WHAT YOU SHOULD DO —
Reproduce only the lines that run from the line with "of the rusty" to the last line of the material, both ends included, exactly as they appear.

Dataset excerpts on object pointing:
● ● ● ●
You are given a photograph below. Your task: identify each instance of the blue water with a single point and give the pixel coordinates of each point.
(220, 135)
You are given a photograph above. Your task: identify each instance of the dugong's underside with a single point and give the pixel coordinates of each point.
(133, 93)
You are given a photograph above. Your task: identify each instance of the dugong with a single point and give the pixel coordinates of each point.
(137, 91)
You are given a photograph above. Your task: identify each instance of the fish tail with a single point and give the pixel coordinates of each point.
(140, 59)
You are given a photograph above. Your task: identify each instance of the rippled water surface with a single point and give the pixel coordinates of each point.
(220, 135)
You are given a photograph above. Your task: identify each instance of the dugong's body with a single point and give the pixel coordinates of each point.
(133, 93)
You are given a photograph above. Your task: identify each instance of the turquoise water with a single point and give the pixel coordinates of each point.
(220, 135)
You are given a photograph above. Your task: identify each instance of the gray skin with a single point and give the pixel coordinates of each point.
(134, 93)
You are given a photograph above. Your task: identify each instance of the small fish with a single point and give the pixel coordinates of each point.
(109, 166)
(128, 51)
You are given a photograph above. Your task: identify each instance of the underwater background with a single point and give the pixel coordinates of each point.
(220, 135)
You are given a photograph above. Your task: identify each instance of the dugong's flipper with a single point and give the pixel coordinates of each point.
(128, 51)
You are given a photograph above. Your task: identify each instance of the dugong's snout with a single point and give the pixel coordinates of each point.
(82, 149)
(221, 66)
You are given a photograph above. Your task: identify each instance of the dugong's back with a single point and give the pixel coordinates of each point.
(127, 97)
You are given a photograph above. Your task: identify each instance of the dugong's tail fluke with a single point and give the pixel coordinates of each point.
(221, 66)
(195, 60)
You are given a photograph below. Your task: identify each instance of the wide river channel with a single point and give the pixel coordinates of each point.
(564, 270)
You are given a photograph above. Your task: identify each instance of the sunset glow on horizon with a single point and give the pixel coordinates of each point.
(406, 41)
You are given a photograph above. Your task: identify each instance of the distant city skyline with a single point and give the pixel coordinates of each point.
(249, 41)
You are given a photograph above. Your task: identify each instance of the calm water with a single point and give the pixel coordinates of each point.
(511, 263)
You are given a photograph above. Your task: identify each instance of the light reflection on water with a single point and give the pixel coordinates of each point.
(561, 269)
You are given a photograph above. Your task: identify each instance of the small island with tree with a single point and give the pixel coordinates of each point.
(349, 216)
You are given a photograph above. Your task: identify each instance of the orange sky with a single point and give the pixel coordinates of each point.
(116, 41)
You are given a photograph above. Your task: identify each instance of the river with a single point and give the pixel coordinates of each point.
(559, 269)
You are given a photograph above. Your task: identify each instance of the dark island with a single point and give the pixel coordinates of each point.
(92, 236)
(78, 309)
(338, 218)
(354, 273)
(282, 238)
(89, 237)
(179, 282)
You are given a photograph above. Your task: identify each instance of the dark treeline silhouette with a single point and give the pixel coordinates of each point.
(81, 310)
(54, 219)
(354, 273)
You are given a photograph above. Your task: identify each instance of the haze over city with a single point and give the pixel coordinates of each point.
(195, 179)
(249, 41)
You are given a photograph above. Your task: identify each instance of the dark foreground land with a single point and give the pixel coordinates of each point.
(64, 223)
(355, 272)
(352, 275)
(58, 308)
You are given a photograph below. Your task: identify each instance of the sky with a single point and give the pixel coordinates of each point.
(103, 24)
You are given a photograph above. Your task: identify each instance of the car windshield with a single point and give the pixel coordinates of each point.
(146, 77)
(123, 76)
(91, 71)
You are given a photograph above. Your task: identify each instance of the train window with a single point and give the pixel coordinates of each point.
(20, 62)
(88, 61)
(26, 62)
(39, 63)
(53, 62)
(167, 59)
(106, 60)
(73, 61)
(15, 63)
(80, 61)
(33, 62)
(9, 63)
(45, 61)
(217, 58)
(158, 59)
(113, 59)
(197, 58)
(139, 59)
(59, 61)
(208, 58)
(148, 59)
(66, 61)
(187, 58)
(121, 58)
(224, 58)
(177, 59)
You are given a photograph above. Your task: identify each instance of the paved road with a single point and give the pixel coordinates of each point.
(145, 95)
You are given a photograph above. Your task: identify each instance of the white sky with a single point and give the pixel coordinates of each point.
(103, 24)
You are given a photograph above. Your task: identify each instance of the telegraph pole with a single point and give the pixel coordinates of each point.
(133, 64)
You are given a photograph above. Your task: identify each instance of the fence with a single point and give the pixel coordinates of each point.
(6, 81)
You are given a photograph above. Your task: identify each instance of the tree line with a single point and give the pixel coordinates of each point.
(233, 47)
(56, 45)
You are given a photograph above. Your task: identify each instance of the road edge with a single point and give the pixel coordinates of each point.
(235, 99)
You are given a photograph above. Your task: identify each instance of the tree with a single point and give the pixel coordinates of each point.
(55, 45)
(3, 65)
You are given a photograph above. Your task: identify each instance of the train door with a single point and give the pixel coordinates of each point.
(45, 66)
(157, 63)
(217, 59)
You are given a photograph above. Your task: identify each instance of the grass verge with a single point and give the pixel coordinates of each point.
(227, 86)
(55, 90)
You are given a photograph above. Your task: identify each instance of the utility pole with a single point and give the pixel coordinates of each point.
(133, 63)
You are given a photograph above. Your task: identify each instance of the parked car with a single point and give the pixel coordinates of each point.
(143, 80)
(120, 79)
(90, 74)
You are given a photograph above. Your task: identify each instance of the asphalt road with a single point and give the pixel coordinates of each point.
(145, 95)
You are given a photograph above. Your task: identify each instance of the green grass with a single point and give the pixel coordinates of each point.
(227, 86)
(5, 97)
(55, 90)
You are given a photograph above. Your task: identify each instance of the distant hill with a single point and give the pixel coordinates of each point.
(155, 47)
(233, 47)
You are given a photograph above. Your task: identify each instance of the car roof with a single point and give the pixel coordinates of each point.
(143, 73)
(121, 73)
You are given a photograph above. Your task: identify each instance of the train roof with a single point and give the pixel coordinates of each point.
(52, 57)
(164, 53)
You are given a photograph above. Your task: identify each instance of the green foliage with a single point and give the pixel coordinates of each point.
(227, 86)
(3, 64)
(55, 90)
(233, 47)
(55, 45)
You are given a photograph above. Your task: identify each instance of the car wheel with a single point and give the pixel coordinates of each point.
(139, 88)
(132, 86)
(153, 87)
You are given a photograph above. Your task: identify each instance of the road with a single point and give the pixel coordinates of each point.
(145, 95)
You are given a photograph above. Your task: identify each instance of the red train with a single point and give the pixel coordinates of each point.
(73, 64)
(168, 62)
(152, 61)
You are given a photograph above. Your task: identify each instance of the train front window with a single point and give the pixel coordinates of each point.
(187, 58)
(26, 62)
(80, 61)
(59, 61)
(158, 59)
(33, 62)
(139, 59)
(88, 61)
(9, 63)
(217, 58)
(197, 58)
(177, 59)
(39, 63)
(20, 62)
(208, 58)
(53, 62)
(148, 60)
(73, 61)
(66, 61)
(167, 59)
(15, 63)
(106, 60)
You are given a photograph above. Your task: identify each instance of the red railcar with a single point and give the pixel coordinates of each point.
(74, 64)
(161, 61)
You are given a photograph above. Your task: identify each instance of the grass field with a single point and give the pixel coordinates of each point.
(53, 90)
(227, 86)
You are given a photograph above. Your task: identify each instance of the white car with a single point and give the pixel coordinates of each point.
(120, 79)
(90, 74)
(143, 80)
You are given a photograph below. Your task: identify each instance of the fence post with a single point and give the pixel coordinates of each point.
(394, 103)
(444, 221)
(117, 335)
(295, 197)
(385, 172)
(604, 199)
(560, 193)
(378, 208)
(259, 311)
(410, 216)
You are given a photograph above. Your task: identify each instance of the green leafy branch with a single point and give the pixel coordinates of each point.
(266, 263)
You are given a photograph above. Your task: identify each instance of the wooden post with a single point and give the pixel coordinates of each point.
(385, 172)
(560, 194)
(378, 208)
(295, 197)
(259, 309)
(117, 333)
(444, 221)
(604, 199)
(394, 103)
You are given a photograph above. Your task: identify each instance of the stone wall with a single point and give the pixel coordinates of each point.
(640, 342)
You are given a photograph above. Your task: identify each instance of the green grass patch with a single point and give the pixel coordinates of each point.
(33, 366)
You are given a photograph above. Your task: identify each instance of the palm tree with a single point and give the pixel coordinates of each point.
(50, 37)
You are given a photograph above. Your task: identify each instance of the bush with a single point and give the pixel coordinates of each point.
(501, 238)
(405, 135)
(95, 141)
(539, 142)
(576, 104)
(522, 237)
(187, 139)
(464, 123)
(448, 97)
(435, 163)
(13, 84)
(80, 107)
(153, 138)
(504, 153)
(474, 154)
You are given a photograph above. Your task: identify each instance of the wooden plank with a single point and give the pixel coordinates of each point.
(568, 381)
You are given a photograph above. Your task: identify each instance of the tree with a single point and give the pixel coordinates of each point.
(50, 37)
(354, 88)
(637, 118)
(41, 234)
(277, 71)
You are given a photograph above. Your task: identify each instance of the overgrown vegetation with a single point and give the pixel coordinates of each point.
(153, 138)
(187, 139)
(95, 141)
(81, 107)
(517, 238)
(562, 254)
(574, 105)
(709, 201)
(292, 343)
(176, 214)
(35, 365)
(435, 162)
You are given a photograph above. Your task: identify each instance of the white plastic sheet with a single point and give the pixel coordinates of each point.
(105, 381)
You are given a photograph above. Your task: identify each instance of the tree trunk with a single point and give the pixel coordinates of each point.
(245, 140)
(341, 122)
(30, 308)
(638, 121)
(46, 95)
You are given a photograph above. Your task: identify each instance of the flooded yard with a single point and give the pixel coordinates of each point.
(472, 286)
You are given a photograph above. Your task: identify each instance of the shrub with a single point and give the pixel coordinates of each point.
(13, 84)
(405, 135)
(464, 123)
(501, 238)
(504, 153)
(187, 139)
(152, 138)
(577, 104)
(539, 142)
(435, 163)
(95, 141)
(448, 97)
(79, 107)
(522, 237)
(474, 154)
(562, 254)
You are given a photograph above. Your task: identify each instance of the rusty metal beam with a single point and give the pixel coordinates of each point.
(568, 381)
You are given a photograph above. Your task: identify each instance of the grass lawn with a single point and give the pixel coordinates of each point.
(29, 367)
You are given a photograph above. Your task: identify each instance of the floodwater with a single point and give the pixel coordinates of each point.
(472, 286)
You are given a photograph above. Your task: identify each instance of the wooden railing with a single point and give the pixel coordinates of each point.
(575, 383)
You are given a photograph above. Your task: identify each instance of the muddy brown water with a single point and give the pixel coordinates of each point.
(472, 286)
● ● ● ●
COMPLETED EXERCISE —
You are given a photograph above. Your task: identify each instance of the rusty metal beam with a single point and give the pixel coordinates of each point.
(568, 381)
You are given a photograph above. Your task: identify each instance of the grass lawn with a single point and give the pixel coordinates of each point.
(29, 367)
You are given a photograph above. Your task: identify each instance of the floodwater with a single point and give the pixel coordinates of each point.
(472, 286)
You are given a photograph above. Your task: identify each instance of the wooden railing with a single point and give the pixel coordinates of each point.
(575, 383)
You are given a photograph above. Your task: identify each instance of the muddy brown water with a single point and give the pixel coordinates of each point.
(472, 286)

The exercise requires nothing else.